(Natural-language object grounding data)
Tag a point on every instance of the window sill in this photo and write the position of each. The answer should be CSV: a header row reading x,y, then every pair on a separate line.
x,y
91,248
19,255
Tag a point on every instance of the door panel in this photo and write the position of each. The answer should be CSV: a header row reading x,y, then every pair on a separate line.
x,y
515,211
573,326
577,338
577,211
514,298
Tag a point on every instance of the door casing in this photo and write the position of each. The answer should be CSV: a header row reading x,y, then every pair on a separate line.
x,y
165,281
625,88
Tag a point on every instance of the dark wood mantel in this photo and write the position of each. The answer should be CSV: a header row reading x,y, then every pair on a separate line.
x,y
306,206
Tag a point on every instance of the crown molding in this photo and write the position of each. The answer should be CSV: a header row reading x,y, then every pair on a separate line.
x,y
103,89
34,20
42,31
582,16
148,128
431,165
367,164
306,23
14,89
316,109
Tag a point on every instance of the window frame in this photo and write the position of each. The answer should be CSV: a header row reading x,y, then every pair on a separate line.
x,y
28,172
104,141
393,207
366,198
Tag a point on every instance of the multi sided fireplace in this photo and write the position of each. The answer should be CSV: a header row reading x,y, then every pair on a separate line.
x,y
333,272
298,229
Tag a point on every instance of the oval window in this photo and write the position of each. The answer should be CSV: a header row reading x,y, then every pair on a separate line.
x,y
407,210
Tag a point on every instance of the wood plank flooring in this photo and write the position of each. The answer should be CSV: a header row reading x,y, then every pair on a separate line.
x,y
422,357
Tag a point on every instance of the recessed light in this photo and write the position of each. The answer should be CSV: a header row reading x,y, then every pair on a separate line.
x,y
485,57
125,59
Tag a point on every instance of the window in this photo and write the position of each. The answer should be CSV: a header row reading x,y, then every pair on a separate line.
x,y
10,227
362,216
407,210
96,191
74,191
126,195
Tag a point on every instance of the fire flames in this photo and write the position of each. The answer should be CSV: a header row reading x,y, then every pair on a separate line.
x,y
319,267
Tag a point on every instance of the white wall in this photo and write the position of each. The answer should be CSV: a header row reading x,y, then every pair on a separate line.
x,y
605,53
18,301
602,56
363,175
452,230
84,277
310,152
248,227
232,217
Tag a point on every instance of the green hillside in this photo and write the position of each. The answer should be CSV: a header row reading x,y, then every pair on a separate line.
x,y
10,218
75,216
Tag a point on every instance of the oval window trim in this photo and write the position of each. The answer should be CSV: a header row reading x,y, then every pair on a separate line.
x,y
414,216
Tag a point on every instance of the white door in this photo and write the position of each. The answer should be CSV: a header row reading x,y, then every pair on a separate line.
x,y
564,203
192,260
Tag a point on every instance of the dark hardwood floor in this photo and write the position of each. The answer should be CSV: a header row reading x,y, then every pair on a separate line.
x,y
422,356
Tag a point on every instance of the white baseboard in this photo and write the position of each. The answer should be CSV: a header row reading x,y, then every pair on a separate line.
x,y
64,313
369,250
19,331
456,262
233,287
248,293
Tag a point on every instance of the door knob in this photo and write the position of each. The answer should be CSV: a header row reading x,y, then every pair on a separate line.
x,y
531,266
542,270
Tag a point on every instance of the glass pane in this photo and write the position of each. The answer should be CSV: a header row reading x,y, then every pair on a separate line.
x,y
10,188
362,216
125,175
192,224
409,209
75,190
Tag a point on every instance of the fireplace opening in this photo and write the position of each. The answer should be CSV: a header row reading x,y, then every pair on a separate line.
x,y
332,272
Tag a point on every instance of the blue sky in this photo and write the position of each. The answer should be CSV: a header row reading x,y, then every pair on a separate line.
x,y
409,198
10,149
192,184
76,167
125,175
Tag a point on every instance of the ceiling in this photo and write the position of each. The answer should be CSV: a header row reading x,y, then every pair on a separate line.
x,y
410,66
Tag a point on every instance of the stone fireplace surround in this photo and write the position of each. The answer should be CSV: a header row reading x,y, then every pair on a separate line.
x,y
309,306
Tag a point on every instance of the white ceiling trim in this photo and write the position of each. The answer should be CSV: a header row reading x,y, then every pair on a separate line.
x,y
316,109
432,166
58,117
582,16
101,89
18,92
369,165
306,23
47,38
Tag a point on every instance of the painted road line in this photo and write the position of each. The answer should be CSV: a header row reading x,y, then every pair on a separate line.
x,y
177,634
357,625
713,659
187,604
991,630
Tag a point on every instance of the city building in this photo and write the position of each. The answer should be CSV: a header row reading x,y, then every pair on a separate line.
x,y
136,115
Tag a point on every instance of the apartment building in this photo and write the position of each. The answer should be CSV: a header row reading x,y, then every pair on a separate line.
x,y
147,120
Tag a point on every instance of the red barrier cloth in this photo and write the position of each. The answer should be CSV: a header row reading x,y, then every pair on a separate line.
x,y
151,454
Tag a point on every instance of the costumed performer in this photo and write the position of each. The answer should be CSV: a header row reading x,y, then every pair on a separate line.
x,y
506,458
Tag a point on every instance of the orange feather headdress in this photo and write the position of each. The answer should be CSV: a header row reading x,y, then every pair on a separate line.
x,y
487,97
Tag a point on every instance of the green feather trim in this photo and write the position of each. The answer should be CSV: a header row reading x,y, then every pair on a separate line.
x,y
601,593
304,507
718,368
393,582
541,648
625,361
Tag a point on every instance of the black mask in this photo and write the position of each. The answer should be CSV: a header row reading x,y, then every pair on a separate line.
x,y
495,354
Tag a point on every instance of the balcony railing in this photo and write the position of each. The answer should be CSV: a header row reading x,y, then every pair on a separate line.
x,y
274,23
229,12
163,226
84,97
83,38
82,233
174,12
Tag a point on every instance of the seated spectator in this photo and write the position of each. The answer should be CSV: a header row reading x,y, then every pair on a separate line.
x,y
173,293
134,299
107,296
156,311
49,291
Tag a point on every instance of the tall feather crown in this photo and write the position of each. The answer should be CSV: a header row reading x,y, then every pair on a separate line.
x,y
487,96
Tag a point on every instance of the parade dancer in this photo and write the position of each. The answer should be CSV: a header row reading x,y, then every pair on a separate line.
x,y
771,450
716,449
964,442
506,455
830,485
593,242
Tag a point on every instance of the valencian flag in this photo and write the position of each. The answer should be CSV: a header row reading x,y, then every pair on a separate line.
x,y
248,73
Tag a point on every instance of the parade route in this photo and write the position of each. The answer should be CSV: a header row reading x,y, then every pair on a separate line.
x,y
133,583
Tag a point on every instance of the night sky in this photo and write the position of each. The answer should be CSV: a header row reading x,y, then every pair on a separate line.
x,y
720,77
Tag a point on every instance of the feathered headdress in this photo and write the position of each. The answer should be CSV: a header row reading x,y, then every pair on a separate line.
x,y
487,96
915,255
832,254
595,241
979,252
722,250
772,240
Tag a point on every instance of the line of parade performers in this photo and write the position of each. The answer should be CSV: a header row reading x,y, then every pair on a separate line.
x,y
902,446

## PROBLEM DETAILS
Every record above must be printed again exactly as it stands.

## WRITTEN REPLY
Tag a point on every instance of the window sill in this photo and write the position of each. The answer should be CSV: a header row reading x,y, then every pair on a separate line.
x,y
91,248
19,255
Tag a point on every instance of the door panel in this photo and write the position of each. The answer should be CSV: a header row reading x,y, then every pair on a separate line.
x,y
515,211
573,326
577,338
577,211
514,298
Tag a point on every instance of the door casing in this photo and write the position of each. The answer should be CSV: a header row reading x,y, then every pair on a separate line.
x,y
165,281
625,88
Tag a point on every instance of the dark wood mantel in this photo and write the position of each. The answer should be CSV: a header row reading x,y, then every pair on a separate line.
x,y
306,206
Tag a point on every instance of the crown molding in this photo and write the position of each. The answer should be CSV: a header row reading x,y, then every pair on a separate line.
x,y
103,89
34,20
42,31
582,16
148,128
431,165
367,164
306,23
14,89
316,109
Tag a point on every instance of the window frame in this photo and write the position of each. The answer should be CSV: a header row reading x,y, then every pair on a separate line.
x,y
28,172
104,141
393,207
366,198
Tag a point on every instance of the multi sided fireplace in this photo and write the position of each. The answer should be CSV: a header row reading x,y, then every pair on a separate line.
x,y
333,272
298,229
Tag a point on every instance of the oval window in this photo and write the position of each. The answer should be CSV: a header row reading x,y, then every pair on a separate line.
x,y
407,210
Tag a point on every instance of the wood plank flooring in this photo and write the position of each. The answer should be CSV: a header row reading x,y, then every pair on a separate line.
x,y
422,357
Tag a point on every instance of the recessed light in this photo and write the position of each. The answer should be CSV: a header row reading x,y, then every pair on a separate line.
x,y
485,57
125,59
Tag a point on every instance of the window in this photo and write the position of each. The answer should be CSV: a header row reading x,y, then every pair on a separate line.
x,y
10,227
362,216
407,210
96,191
74,191
126,195
Tag a point on every instance of the fire flames in this photo and write the position of each. The answer should be CSV: a header row reading x,y, then every pair on a separate line.
x,y
319,267
Tag a point on every instance of the white wall in this photo and write the position of each. The answer should be CSV: a header row reading x,y, then every pair on a separate line.
x,y
605,53
18,301
602,56
363,175
452,230
84,277
310,152
248,227
232,217
Tag a point on every instance of the green hillside in this photo and write the position of each. The answer should be CSV: a header row reading x,y, then every pair on a separate line.
x,y
10,218
75,216
Tag a point on every instance of the oval window trim in this photo and write the position of each. The answer should be CSV: a header row reading x,y, then every pair on a separate line.
x,y
414,216
Tag a point on every instance of the white door in this photo and write the position of each. The answer should be CSV: a header row reading x,y, then every pair on a separate line.
x,y
564,203
192,260
Tag a point on every instance of the dark hardwood floor in this photo and write the position of each. The answer should be CSV: a header row reading x,y, then every pair on a separate line.
x,y
422,356
Tag a point on every instance of the white baseboard in this photo and write the position of each. The answer should be CSV: a header row reading x,y, then every pair on a separate line.
x,y
64,313
369,250
19,331
456,262
233,287
248,293
Tag a point on every instance of the door knob in this photo and write the position of each. The answer should be CSV: a header row reading x,y, then every pair on a separate line.
x,y
531,266
542,270
Tag a point on every instance of the glass pane in this photo and write the position of each. The answer should be CSV: a header row reading x,y, then every pair on a separate line.
x,y
10,188
362,216
125,175
192,224
409,209
75,190
Tag a point on every instance of the fireplace opening in this photo and write the position of each. The answer should be CSV: a header row reading x,y, then every pair on a separate line.
x,y
332,272
Tag a point on every instance of the blue sky in this photo and write the position of each. The answer should be CSV: a header row reading x,y, then every pair on a separate line.
x,y
409,198
10,149
192,184
76,167
125,175
Tag a point on every instance of the ceiling in this photo and write the position of each. The answer should be CSV: a header row reading x,y, then every pair on a separate line.
x,y
410,66
Tag a point on every instance of the stone fireplace surround in this photo and write the position of each. The answer should be CSV: a header row reading x,y, then every pair on a separate line.
x,y
309,306
Tag a point on every instance of the white ceiling trim in this photo and write the position of each. The answer should be CSV: a header row reading x,y, then every pair on a separate line.
x,y
316,109
432,166
58,117
582,16
101,89
18,92
369,165
306,23
47,38
Tag a point on every instance of the painted road line in this photo and write the position of each. The answer should be CSV: a header row reading x,y, then every pair on a separate line.
x,y
177,634
357,625
713,659
187,604
991,630
Tag a point on every instance of the city building in this photo and write the position of each. The answer should be CSV: a header row reading x,y, then every pair on a separate line.
x,y
136,115
Tag a point on every instance of the apartment building in this photo and write the position of each. The answer should be CSV: a header row reading x,y, then every pair on a separate line.
x,y
147,120
Tag a point on every instance of the red barrier cloth in this photo and write the position of each. The answer should be CSV: a header row reading x,y, then every pair on a separate line.
x,y
151,454
Tag a point on every instance of the costumed performer in this photo and write the position of each. The answer should be CSV: a header row reading x,y, then every pair on a separate line.
x,y
506,458
Tag a point on every instance of the orange feather headdress in this photo and write the position of each. The answer should be CSV: a header row reading x,y, then every pair on a separate line.
x,y
487,97
Tag a point on every instance of the green feather trim in this photo and write the position of each. The answer should be CSV: a header row reading x,y, then every pair on a separate line.
x,y
601,593
304,507
718,368
393,582
541,648
625,361
Tag a point on every instance of the black mask in this photo and write the position of each. The answer should be CSV: a header row reading x,y, then every pair on a separate line.
x,y
495,354
Tag a point on every instance of the balcony railing in this photo and write the position of each. The answer should be CSV: a header row reading x,y, then every pair on a separate line.
x,y
274,23
229,12
163,226
84,97
83,38
82,233
174,12
Tag a point on every instance of the seated spectator in this photo and write the position of each. The answer should be CSV: a header row reading x,y, then every pair on a separate line.
x,y
173,293
134,299
107,296
156,311
49,291
Tag a point on every instance of the tall feather crown in this photo and write the position of each. The answer should be CSV: a header row reading x,y, then every pair on a separate line.
x,y
487,96
Tag a point on every instance of the parade dancer in this photo and write the position of each. The answer should be CSV: a header row reading x,y, then every pair on a separate line.
x,y
771,450
716,449
964,442
506,455
830,485
593,242
Tag a point on every instance of the valencian flag in this photo and write the position of each. The answer should be CSV: a header row reading x,y, then every pair on a separate line.
x,y
248,73
Tag a point on every instance of the parade route in this photo and write the position of each. The answer should be CSV: a header row reading x,y, then every pair on a separate line.
x,y
133,583
Tag a point on every instance of the night sky in this photo and write the position of each. The answer should be CSV: a header row reading x,y, then every pair on a separate line.
x,y
720,77
Tag a point on every instance of the feathered headdress in this photo and write the position of each. The answer should be CSV: a header row reading x,y, then every pair on a separate line.
x,y
487,96
915,255
832,254
595,241
979,252
722,250
772,240
Tag a point on every instance of the line of parade performers in this photo and write the position of each. The answer should be CSV: a header row reading x,y, then every pair on a separate line.
x,y
902,446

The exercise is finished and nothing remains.